#### [PROVIDED PASSAGE]

- - - -

How to Avoid Lightning in the Wilderness

Yes there is both positive and negative lightning !
Carry a Faraday cage with you !
Mother nature does what she wants to do !! However there are some generalities. Stay away from high places and conducting things like trees. Note that in Esav's photo ,in the lower left part of the photo, there is a pole of some kind and a small lightning branch hitting it ! The many photos of the Empire State building show a similar thing .While strong bolts hit the highest things like the tower on the Empire State ,weaker bolts go past and strike lower buildings.
And then there's ball lightning , a fascinating thing indeed.I watched a film of a laboratory produced ball lightning that gradually oozed through a ceramic tile ! A fellow HAM described lightning hitting his tree and turning into ball lightning, This went three blocks along chain link fences then punched a hole through a house and disintegrated.

Why do "lightning arrestors" have points? Basically, because the points concentrate the local electric field and stimulate a strike ... thin poles can produce a similar effect.

For those with deep technical training, the statement above is actually naive and rather inaccurate. However, I don't want to put you all through a brief course in vector calculus and Maxwell's Equations so I can give you the correct explanation. I think you'll forgive me for this.:)

Ball lightning is fun.:D We don't really understand it and can't model it properly with Maxwell's Equations, although someone is always thinking about it.

A dear friend and colleague of mine spent quite a time working on the production of independent charged objects somewhat like ball lightning. Actually produced some amazing oddities. Sadly, it all proved too uncontrollable and dangerous. I don't think he's looking into this any more.:(
 
cotton on wool or polyester = static charge. Socks in shoes, your underwear on your pants, your shirt on your jacket and your jacket on your pack, the hat on your hair... you have alot of room for different cloth fibers rubbing on each other, all which generate static electricity. If you really felt necessary to do so, you could make sure that everything you wear is made of the same material, but personally I think it's a bit overboard.
 
Chances of actually dying from lightning strike are 1 in 6.

So, if you've been hit 5 times already, I understand the concern. :eek:
 
Chances of actually dying from lightning strike are 1 in 6.

So, if you've been hit 5 times already, I understand the concern. :eek:

While this post demonstrates a serious misconception of the fundamental concept behind statistics, it still made me laugh.:D:thumbup:
 
You better be careful what you ask him, or he will explain it ...
completely ... and I'll make you read the explanation.

There will be a quiz. :D
 
Lee Trevino's approach to staying safe in a thunderstorm:

"In case of a thunderstorm, stand in the middle of the fairway and hold up a one iron. Not even God can hit a one iron."
 
DC current flows (or jumps) from Negative to Positive. The clouds or atmospheric conditions producing lightning in the sky usually begin as a strong Negative charge. Positive electrons (a Positive charge) gathers in the earth beneath the Negative charge in the sky and when the imbalance becomes high enough---bang! Electrons leap from sky to earth in the form of a lightning bolt. However, this now leaves that area of the sky 'Negative Poor' so it has now become Positive while the area below where the bolt just hit has become Negative. The result can be, often is, a return stroke from earth to sky. Nature abhors anything out of balance so there can be a constant barrage of lightning stokes both up and down.

- - - -

#### [GIVEN INSTRUCTION 1]
Rewrite every line of the listing with "house with red roof" renamed to "building with red roof", keeping everything else the same. Leave the picture out of your answer.
The text on lightning has no connection to the listing that follows it.

#### [GIVEN RECORDS]
- - - -

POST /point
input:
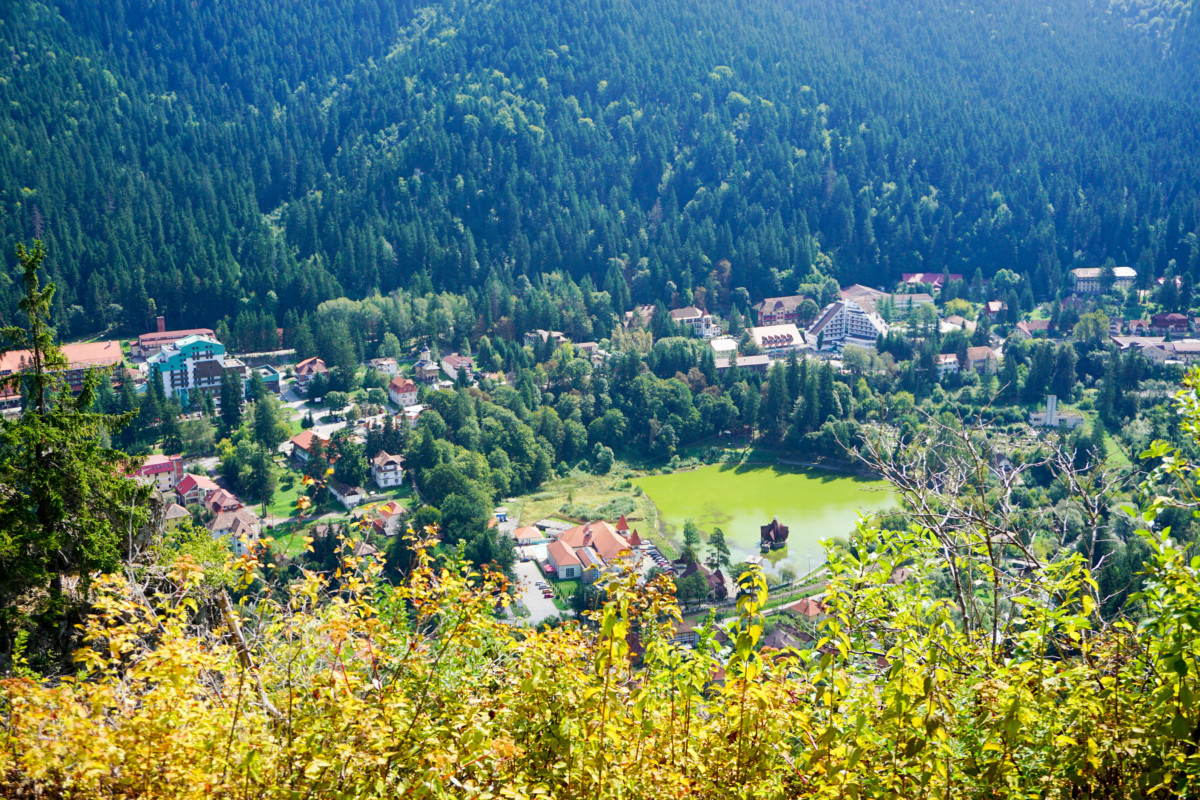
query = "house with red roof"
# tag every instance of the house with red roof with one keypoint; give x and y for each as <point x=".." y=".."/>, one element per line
<point x="163" y="471"/>
<point x="195" y="488"/>
<point x="402" y="391"/>
<point x="222" y="500"/>
<point x="307" y="370"/>
<point x="301" y="445"/>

- - - -

#### [GIVEN INSTRUCTION 2]
In the text on avoiding lightning, what does Lee Trevino say to do in case of a thunderstorm?

#### [EXERCISE SOLUTION 1]
POST /point
input:
query = "building with red roof"
# tag every instance of the building with red roof with one keypoint; give x and y for each as <point x=".." y=".."/>, one element per line
<point x="163" y="471"/>
<point x="195" y="488"/>
<point x="402" y="391"/>
<point x="222" y="500"/>
<point x="307" y="370"/>
<point x="301" y="445"/>

#### [EXERCISE SOLUTION 2]
Stand in the middle of the fairway and hold up a one iron.